> **Required task A**
In the passage below about a former Muslim extremist in Egypt, take the stretch from "1931) Extremist Gets" through "2006), p. 319-320." and rewrite it with "Makeover" changed to "Transformation".

____ Text section

1931) Extremist Gets Extreme Makeover

Image result for prison solitary confinement box images

By Ron Boyd-MacMillan, in Faith That Endures (Grand Rapids: Fleming Revell, 2006), p. 319-320.

     I remember interviewing a former Muslim extremist in Egypt.  He had converted to Christ in his early twenties and led a church for Muslim converts.  This is illegal in Egypt, and the fellowship was betrayed to the police.  Soon this young man found himself in prison.  He was tortured.  An electric cattle prod was pushed into his mouth.  He was whipped and hung from the ceiling with his hands tied behind his back.  But all this paled into insignificance compared to what other prisoners called “the experience.”  He was pushed into a stone box, a cube about five feet square.  No light.  No latrine.  And he was left there for a month, food being passed through a grate every few days.  Most prisoners went mad as a result of “the experience”—but not him.

________
____ Materials provided

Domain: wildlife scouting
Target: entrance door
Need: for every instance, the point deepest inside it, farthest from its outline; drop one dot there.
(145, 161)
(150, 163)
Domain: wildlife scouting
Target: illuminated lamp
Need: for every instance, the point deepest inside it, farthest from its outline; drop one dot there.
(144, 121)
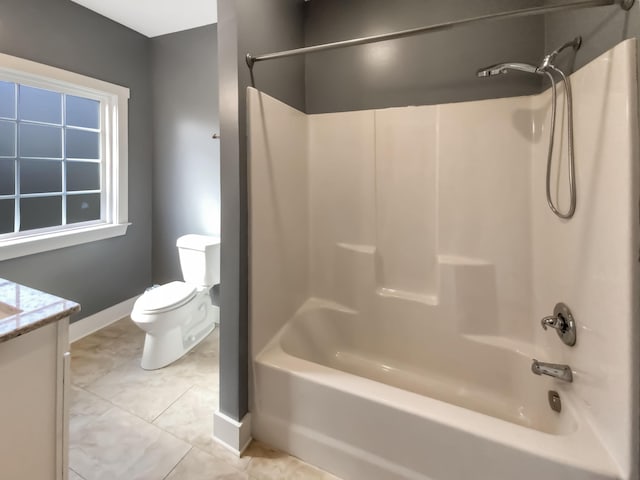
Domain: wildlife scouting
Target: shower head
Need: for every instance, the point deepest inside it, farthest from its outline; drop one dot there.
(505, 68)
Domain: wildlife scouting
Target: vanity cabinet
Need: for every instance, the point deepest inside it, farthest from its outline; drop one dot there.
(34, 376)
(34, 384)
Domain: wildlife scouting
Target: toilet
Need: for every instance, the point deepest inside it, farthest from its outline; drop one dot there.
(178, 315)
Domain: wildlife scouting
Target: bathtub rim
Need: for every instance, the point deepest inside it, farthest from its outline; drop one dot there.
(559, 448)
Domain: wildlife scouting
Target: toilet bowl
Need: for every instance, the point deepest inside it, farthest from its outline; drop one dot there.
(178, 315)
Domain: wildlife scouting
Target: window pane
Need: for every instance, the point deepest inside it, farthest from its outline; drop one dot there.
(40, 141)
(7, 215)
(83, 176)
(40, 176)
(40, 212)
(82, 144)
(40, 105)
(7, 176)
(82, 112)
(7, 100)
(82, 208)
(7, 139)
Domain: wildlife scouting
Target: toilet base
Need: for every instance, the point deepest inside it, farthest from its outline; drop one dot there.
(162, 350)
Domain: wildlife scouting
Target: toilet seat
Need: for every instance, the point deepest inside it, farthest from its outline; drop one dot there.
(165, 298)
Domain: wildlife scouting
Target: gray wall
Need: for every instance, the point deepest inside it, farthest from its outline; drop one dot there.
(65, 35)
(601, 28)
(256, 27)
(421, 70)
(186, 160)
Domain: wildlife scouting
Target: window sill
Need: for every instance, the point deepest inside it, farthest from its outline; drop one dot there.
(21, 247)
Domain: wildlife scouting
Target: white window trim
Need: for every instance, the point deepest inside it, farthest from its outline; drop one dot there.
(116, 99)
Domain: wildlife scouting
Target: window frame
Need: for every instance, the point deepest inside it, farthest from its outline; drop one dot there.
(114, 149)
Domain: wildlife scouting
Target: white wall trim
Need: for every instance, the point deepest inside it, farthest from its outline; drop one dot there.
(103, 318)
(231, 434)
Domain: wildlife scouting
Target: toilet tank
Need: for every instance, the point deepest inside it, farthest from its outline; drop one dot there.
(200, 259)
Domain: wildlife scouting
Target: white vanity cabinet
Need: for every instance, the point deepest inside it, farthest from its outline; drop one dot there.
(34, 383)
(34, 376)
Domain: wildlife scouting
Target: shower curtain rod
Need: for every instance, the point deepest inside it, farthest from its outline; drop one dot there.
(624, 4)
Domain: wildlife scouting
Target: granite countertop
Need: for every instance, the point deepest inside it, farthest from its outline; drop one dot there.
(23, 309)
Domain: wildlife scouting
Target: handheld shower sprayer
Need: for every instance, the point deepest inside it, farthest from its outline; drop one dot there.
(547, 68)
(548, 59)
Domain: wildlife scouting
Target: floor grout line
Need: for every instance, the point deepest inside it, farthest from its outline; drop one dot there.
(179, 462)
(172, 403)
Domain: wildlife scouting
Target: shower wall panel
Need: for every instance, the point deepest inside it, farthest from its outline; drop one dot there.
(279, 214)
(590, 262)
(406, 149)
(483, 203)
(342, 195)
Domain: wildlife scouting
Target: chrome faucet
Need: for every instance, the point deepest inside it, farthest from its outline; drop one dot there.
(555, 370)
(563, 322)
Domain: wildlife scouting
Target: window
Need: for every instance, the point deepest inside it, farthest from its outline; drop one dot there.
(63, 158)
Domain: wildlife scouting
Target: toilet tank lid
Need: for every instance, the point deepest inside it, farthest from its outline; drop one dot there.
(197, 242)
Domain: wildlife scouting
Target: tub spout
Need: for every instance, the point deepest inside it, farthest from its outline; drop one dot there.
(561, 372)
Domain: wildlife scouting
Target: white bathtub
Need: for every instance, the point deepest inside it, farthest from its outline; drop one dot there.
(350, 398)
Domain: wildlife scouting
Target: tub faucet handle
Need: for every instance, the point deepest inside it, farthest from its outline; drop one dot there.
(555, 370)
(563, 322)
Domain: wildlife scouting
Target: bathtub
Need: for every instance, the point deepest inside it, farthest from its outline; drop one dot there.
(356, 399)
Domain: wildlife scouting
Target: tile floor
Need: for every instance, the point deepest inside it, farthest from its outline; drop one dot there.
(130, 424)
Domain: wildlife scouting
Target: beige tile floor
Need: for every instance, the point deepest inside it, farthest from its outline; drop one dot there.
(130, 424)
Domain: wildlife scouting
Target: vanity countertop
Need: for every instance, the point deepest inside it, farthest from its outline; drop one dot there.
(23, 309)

________
____ Materials provided

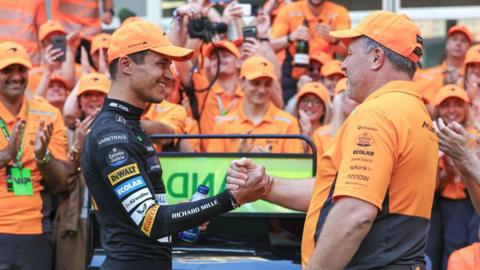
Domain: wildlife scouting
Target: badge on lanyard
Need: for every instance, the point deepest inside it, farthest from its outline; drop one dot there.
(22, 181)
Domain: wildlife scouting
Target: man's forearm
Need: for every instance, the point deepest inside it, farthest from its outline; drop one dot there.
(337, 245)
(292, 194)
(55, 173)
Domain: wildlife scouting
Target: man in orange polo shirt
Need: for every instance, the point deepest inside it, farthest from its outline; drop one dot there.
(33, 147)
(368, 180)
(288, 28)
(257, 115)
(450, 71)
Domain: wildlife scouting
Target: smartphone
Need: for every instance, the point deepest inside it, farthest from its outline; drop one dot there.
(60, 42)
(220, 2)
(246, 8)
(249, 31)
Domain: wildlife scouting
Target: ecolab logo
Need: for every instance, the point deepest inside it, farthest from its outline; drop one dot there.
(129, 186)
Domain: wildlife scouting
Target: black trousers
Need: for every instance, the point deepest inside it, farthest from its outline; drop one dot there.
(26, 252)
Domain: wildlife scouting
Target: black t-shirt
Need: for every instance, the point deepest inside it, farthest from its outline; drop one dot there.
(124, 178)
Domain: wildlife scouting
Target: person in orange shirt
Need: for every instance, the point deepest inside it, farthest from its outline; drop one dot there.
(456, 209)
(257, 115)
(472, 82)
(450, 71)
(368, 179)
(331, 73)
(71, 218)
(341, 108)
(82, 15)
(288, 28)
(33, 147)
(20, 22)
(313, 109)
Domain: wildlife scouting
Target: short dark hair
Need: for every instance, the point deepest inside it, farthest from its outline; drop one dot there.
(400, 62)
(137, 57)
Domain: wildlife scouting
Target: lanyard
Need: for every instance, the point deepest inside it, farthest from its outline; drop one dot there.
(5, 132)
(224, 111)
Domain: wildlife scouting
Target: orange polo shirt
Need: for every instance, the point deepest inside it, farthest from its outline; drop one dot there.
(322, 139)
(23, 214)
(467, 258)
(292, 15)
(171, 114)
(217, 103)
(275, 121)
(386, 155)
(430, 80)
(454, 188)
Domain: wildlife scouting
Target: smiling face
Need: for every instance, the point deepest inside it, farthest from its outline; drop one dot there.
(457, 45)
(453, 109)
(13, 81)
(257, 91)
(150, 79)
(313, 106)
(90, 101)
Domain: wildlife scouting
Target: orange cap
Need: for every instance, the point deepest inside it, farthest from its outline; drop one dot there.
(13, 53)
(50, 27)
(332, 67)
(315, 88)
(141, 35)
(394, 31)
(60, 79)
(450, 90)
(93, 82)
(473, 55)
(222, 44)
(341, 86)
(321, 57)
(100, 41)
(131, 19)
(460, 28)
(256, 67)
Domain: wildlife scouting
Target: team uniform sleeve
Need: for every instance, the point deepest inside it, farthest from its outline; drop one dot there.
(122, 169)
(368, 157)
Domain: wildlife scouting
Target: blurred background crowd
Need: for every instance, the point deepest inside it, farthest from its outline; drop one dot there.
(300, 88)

________
____ Materials provided

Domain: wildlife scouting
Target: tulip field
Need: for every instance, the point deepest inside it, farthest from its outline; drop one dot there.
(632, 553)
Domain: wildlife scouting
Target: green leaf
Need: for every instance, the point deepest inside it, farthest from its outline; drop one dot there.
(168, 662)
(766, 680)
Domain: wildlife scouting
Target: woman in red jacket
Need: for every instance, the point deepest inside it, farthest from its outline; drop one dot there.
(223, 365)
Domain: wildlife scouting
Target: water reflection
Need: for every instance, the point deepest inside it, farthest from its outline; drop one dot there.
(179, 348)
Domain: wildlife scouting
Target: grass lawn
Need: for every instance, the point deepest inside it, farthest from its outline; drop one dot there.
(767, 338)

________

> **Required task B**
Return each line of the records above that contains the string "trim".

> **Finished answer A**
1931) Extremist Gets Extreme Transformation

Image result for prison solitary confinement box images

By Ron Boyd-MacMillan, in Faith That Endures (Grand Rapids: Fleming Revell, 2006), p. 319-320.

> **Finished answer B**
Target: white window trim
Target: white wall trim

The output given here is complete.